### [Исходный текст]

☆ ☆ ☆ ☆

ШО Я переводила современных английских поэтов — в их текстах верлибры преобладали, хотя, конечно, были стихи с концевыми или внутренними рифмами или рифмоидами, однажды я переводила даже сонет, но все это встречалось довольно редко. Насколько в английской современной поэзии распространен верлибр? А если распространен, то в силу каких преимуществ перед регулярным стихом?
— Я не уверена, что современная британская поэзия и впрямь предпочитает верлибр. У нас довольно часто можно встретить пятистопный метр в белых стихах, силлабические формы и равностопные строфы. С недавнего времени вошел в моду сонет, а еще такие экзотические для нас формы, как газель или малайзийский пантун. У нас сохранился интерес к рифме, хотя чаще это скользящая рифма или внутренняя, а не концевая. Большинство наших лучших поэтов на самом деле не так уж часто используют верлибр, хотя время от времени, конечно, обращаются к нему. Вместо него они используют более структурированные, но все же гибкие формы. Гибкость таких современных форм не делает их хуже воспринимаемыми на слух или более произвольными. И мы пытаемся как можно шире ввести их в обиход. Частично это, я думаю, связано с тем, что полные рифмы в английском, этом гибридном языке сложного происхождения, редки; рифмы у нас поэтому больше опираются на аудиовосприятие, чем в других, более монолитных языках. Они скорее торчат, топорщатся, нежели соединяют текст в единое гармоничное целое.

☆ ☆ ☆ ☆

### [Исходный материал]
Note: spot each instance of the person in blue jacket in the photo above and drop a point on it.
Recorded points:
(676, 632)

☆ ☆ ☆ ☆

### [Список заданий]
A. Определите, согласуются ли с текстом о британской поэзии утверждения (i), (ii) и (iii). Для каждого дайте ответ «да» или «нет» и приведите точную цитату, которая это решает.
(i) Сонет с недавних пор стал модной формой.
(ii) Британские поэты утратили интерес к рифме.
(iii) Полные рифмы в английском языке встречаются часто.
B. Какие экзотические формы, кроме сонета, вошли в моду согласно тексту о британской поэзии?
C. Подхватите текст о британской поэзии и продолжите его после последней фразы.
Материал с текстом никак не связан.

### [Ответы]
A.
(i) Да: «С недавнего времени вошел в моду сонет».
(ii) Нет: «У нас сохранился интерес к рифме».
(iii) Нет: «полные рифмы в английском, этом гибридном языке сложного происхождения, редки».

B. Газель и малайзийский пантун.

C.
Но да, мы используем верлибр — когда серьезно работаем над переводом поэтических текстов. Это опять же потому, что полнозвучные рифмы и твердый размер настолько неорганичны для английской поэзии, что их очень трудно воспроизвести естественно. В оригинальном тексте полнозвучная рифмовка может вести к неожиданным находкам, в том числе и смысловым — и это замечательно; но в переводе будет либо верлибр с сохранением всех оттенков смысла, либо совершенно новое стихотворение, с совершенно другим наполнением. Переводчики, которые стараются сохранить звучание, всегда жертвуют смыслом — а поскольку они часто не столь крупные поэты, как те, кого они переводят, они редуцируют то, что поэт в действительности сказал, до своей интерпретации сказанного. Хуже того, полнозвучная рифма, если это не инструмент в руках мастера, на английский слух звучит простонародно или напоминает стишки для детей.
ШО То есть Бродский, настаивая на том, чтобы его переводили, сохраняя метрику и рифму, был неправ?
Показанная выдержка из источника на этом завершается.